- _WHAT YOU NEED TO DO_:
Could you restate every record below word for word?

- _GIVEN RECORDS_:
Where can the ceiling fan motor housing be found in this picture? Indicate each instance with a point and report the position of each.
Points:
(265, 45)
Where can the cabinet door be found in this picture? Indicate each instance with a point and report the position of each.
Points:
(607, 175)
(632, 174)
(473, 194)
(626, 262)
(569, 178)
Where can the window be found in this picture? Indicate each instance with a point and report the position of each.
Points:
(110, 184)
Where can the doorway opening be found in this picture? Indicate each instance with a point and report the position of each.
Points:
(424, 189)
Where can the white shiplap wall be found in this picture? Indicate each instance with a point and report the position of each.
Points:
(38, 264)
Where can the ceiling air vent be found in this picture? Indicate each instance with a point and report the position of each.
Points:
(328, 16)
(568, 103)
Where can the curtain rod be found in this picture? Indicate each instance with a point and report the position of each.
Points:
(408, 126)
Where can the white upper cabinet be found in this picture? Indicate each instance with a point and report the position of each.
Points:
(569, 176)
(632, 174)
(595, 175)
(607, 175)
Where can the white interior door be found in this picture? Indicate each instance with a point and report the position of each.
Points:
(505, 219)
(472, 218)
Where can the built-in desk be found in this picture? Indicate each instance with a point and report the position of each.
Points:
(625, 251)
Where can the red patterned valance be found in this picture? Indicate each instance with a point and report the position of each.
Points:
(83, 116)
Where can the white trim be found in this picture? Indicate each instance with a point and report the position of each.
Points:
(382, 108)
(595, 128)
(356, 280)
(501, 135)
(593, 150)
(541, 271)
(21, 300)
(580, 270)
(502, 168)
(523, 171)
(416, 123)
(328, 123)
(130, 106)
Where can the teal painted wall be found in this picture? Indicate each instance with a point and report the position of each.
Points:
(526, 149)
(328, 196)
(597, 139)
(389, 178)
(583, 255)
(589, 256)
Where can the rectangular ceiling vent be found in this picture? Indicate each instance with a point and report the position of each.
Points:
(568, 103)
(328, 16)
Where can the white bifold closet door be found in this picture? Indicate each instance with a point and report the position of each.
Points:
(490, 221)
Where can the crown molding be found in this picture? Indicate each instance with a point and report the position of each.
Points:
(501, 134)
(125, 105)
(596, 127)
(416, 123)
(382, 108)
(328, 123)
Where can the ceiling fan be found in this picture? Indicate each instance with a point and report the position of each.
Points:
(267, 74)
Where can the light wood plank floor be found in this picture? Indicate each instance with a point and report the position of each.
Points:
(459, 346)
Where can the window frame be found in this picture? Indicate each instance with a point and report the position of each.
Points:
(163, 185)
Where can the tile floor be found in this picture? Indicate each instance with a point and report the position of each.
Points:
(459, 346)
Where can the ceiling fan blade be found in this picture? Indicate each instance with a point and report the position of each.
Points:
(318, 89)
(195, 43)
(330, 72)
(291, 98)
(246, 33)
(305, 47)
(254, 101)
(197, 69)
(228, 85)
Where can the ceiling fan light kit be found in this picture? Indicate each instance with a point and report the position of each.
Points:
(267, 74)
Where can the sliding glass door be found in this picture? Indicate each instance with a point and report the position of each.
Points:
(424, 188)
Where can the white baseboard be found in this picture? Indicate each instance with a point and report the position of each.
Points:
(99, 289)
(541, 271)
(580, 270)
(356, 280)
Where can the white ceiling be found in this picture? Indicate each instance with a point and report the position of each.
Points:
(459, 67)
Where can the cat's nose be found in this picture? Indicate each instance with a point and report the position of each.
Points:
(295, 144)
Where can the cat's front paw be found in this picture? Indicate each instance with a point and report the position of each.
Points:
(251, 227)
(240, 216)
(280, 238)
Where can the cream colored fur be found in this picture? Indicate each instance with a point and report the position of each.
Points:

- _ANSWER BOX_:
Where can the ceiling fan motor housing be found in this picture? Indicate each instance with a point and report the position of each.
Points:
(265, 45)
Where can the cabinet door be found in this picture? Indicate each instance with a point and report the position of each.
Points:
(607, 175)
(632, 174)
(473, 194)
(626, 262)
(569, 178)
Where can the window be found in this picture? Indicate each instance with a point and report the position of each.
Points:
(110, 184)
Where can the doorway opening be found in this picture? Indicate each instance with a point and report the position of each.
Points:
(424, 189)
Where can the white shiplap wall be found in this picture? Indicate each instance with a point and report the position of each.
Points:
(38, 264)
Where can the ceiling air vent be found in this picture? Indicate each instance with a point and report the position of each.
Points:
(328, 16)
(568, 103)
Where can the curtain rod be found in this picture? Indicate each instance with a point and report the position of each.
Points:
(408, 126)
Where can the white upper cabinet be found in this picture? Indicate each instance with a point and report the position of each.
Points:
(569, 176)
(632, 174)
(595, 175)
(607, 175)
Where can the white interior door be found in this picture? Indicate each instance with a point and report the position of each.
Points:
(505, 219)
(472, 218)
Where can the built-in desk be found in this picture? Indicate each instance with a point and report the position of each.
Points:
(625, 251)
Where can the red patterned valance be found in this picture? Indicate each instance with a point and report the position of each.
Points:
(83, 116)
Where can the white trim be found in this picture? Indicate each instance with a point and report the position of each.
Points:
(382, 108)
(595, 128)
(356, 280)
(501, 135)
(593, 150)
(541, 271)
(21, 300)
(580, 270)
(502, 168)
(523, 171)
(416, 123)
(328, 123)
(130, 106)
Where can the teal painted wall be found in this picture? Indicate each instance with a point and report the position of each.
Points:
(526, 149)
(328, 196)
(597, 139)
(389, 178)
(583, 255)
(589, 256)
Where can the rectangular ceiling vent be found in this picture? Indicate each instance with a point and report the position of each.
Points:
(568, 103)
(328, 16)
Where can the white bifold closet door be found in this picture? Indicate each instance with a point and report the position of each.
Points:
(490, 221)
Where can the crown molding be found in this picture? Indicate each instance with a point and report the position of each.
Points:
(501, 134)
(125, 105)
(596, 127)
(416, 123)
(382, 108)
(328, 123)
Where can the ceiling fan be found in this picture? Indicate each instance with a point and report the position of each.
Points:
(267, 74)
Where can the light wood plank floor be found in this picture? Indicate each instance with a point and report the position of each.
Points:
(459, 346)
Where can the window frame be found in this picture? Indicate each instance with a point and report the position of each.
Points:
(163, 185)
Where can the tile floor be found in this picture? Indicate each instance with a point and report the position of each.
Points:
(459, 346)
Where can the ceiling fan blade be found in this picture? Indicate each instance with a point and report the position of each.
Points:
(318, 89)
(195, 43)
(330, 72)
(291, 98)
(246, 33)
(305, 47)
(254, 101)
(197, 69)
(228, 85)
Where can the ceiling fan light kit be found in this picture? Indicate each instance with a point and report the position of each.
Points:
(267, 74)
Where can the sliding glass door be found in this picture? Indicate each instance with a point and report the position of each.
Points:
(424, 188)
Where can the white baseboard be found in this picture? Indicate each instance with a point and report the position of each.
Points:
(99, 289)
(541, 271)
(580, 270)
(356, 280)
Where can the white ceiling be found in this picture? Indicate each instance with a point and report the position of each.
Points:
(459, 67)
Where can the cat's nose be found in this picture? Indicate each instance with a point and report the position of each.
Points:
(295, 144)
Where can the cat's front paw be found in this picture? Indicate each instance with a point and report the position of each.
Points:
(251, 227)
(240, 216)
(280, 238)
Where can the cream colored fur be found in this picture? Indicate each instance with a point and report the position of each.
Points:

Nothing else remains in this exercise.